Elenco dei compiti
a – Indica se ciascuna affermazione concorda con il testo sulle biblioteche palermitane, rispondendo sì o no e citando tra virgolette le parole decisive. (i) Chi scrive frequenta le biblioteche palermitane fin dagli anni del liceo. (ii) Chi scrive è tornato in Sicilia dopo un anno trascorso in una grande università francese. (iii) La tesi riguarda scrittori e militanti siciliani attivi tra gli anni Sessanta e Settanta del secolo scorso.
b – Prosegui il testo sulle biblioteche palermitane, ripartendo subito dopo la sua ultima frase.

Estratto del testo
····················
Ho frequentato le biblioteche palermitane sin dai tempi del liceo e quindi per buona parte della mio percorso accademico, semplicemente perché al rombo dell’aspirapolvere della vicina ho sempre preferito il brusio degli altri utenti che si concedono l’ennesima pausa caffè. Come ogni chiesa, anche ogni biblioteca è unica per una serie di peculiarità: la qualità del silenzio, l’intensità della luce, la temperatura cangiante. Dalle sale storiche alle moderne strutture universitarie, questi spazi sono i garanti di un’attività culturale da cui una città metropolitana come Palermo non può prescindere per nessun motivo.

Ma non solo. È in questi spazi, infatti, che nel corso di tanti anni abbiamo creato una rete sociale alternativa ai bar e alle piazze notturne. Tra i banchi delle biblioteche palermitane ci siamo riconosciuti nelle nostre differenze: lettori, studenti, dottorandi, ricercatori, docenti, curiosi di passaggio. Abbiamo condiviso giornate intere col capo chino sui libri, stagione dopo stagione, senza mai trascurare la necessità di un continuo scambio altrove negatoci. Una biblioteca è anche questo: una riserva d’incontri, l’antidoto alla solitudine degli studi.

Sono rientrato in Sicilia pochi mesi fa, dopo un rivelatorio anno accademico presso una modesta università francese. Il ritorno è stato dettato da una sola, ponderata volontà intellettuale: scrivere la mia tesi di laurea magistrale su un manipolo di scrittori e militanti siciliani in azione a cavallo tra gli anni Sessanta e Settanta del secolo scorso. Le loro pubblicazioni sono conservate esclusivamente ed in gran parte presso le due maggiori biblioteche palermitane. Ma avevo fatto un banale errore di calcolo: consultare i volumi dei più ricchi cataloghi locali, in questi mesi, è impossibile.
····················
Dati
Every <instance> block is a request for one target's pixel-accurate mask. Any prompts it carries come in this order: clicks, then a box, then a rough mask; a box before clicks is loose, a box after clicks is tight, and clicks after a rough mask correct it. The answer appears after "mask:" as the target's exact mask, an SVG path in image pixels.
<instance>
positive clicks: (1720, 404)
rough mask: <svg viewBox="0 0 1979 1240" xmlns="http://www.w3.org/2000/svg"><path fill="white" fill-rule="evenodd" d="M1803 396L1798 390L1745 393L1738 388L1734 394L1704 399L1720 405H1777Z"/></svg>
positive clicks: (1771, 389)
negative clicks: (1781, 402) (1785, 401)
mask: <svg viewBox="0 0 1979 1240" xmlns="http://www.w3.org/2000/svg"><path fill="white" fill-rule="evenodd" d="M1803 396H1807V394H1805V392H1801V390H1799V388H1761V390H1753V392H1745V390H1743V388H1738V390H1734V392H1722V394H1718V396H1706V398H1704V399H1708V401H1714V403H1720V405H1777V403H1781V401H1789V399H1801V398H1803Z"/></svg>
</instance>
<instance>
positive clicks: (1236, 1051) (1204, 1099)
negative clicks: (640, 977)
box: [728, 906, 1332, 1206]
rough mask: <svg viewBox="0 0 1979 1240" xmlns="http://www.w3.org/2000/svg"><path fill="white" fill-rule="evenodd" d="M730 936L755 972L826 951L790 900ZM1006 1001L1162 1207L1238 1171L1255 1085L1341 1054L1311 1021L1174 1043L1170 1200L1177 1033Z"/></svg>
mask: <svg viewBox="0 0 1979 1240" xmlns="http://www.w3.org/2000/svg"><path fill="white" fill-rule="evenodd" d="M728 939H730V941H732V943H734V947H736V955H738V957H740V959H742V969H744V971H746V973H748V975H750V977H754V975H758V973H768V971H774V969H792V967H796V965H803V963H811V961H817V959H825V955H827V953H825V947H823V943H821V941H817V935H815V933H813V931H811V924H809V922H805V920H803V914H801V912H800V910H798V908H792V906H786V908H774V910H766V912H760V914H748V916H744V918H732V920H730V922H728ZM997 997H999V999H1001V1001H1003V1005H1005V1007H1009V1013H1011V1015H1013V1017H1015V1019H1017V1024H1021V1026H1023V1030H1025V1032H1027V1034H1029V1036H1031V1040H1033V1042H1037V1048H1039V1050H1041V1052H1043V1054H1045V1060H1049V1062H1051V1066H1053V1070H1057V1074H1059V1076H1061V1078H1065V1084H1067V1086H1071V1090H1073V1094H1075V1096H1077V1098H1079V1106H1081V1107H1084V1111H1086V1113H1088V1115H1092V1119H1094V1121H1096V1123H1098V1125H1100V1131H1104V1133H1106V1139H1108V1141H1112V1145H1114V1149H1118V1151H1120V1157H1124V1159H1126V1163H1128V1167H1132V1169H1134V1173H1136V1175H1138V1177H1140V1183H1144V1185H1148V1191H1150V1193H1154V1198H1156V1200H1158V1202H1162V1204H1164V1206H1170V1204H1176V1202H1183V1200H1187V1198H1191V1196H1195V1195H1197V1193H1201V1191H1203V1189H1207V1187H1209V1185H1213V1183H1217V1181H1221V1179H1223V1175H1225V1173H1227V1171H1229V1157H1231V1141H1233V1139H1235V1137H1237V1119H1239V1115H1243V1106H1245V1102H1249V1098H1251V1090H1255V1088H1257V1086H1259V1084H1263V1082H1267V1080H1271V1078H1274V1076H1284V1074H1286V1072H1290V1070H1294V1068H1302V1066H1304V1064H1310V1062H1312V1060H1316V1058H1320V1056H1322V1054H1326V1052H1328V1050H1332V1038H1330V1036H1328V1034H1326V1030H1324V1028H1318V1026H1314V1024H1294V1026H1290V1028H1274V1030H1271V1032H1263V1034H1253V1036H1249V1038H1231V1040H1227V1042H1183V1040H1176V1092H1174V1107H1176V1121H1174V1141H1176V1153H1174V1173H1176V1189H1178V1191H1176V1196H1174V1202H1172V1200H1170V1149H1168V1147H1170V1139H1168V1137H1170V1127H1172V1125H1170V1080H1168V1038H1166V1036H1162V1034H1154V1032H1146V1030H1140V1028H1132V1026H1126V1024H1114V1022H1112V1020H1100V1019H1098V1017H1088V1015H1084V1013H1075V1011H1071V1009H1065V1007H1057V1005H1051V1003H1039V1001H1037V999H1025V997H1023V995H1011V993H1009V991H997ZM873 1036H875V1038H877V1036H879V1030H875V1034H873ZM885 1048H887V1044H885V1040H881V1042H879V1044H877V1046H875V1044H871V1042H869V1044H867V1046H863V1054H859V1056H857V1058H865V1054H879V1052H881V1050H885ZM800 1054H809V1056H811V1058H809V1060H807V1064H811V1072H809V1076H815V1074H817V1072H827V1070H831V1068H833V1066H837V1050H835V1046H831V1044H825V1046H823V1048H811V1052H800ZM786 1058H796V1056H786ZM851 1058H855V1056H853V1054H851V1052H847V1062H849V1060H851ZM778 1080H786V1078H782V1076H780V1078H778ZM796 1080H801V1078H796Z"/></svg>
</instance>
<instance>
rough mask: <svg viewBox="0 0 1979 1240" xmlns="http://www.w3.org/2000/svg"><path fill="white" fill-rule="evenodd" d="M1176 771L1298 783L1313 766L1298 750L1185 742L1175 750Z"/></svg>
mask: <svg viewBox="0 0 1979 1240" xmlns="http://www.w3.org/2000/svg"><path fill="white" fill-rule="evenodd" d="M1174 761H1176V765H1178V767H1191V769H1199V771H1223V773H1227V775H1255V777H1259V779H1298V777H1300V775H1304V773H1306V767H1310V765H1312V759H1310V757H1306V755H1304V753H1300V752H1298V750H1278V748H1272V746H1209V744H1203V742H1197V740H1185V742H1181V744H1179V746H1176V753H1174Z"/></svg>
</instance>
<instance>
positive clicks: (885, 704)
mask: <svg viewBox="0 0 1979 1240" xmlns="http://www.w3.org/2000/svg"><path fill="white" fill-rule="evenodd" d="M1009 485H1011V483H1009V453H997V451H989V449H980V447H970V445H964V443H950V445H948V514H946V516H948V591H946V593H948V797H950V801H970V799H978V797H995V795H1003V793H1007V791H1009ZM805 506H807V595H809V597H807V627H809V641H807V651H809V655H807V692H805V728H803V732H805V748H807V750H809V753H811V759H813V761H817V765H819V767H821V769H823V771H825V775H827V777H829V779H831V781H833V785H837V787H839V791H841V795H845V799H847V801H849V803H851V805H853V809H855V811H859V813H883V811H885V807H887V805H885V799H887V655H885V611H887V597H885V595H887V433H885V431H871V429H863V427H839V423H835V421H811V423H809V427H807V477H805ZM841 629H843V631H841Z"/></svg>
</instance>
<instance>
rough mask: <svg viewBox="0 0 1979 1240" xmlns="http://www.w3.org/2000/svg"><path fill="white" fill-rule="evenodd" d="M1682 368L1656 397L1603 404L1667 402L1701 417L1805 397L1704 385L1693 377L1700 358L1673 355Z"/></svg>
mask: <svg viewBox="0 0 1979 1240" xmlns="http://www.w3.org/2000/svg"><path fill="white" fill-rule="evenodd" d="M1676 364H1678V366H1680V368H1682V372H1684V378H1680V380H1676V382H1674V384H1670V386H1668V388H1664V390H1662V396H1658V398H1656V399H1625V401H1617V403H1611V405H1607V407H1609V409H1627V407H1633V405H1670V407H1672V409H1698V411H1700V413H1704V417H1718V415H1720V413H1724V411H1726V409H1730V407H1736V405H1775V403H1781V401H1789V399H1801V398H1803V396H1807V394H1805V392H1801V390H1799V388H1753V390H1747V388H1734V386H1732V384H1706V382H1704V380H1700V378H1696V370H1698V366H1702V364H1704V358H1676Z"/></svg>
····················
Risposte per compito
a –
(i) Sì: «Ho frequentato le biblioteche palermitane sin dai tempi del liceo».
(ii) No: «presso una modesta università francese».
(iii) Sì: «un manipolo di scrittori e militanti siciliani in azione a cavallo tra gli anni Sessanta e Settanta del secolo scorso».

b –
Tocca fare un passo indietro. Nel febbraio del 2015 le fiamme divorano l’ampio atrio della Biblioteca centrale della Regione siciliana “Alberto Bombace”. Inutile tornare a trattare le cause dell’incendio, così come ipocriti sono i sospiri di sollievo per l’incolumità del milione di volumi che compongono uno dei cataloghi più ricchi d’Italia. Dopo un breve periodo di chiusura, la sala consultazione riapre al pubblico con non pochi problemi logistici e una sostanziale riduzione dei servizi; ma per poco. Da qualche mese, infatti, sono stati intrapresi dei lavori di restauro che hanno provocato la sospensione a tempo indeterminato di tutti i servizi bibliotecari (lettura, consultazione, prestito…) e privato centinaia di utenti di un catalogo unico nel suo genere.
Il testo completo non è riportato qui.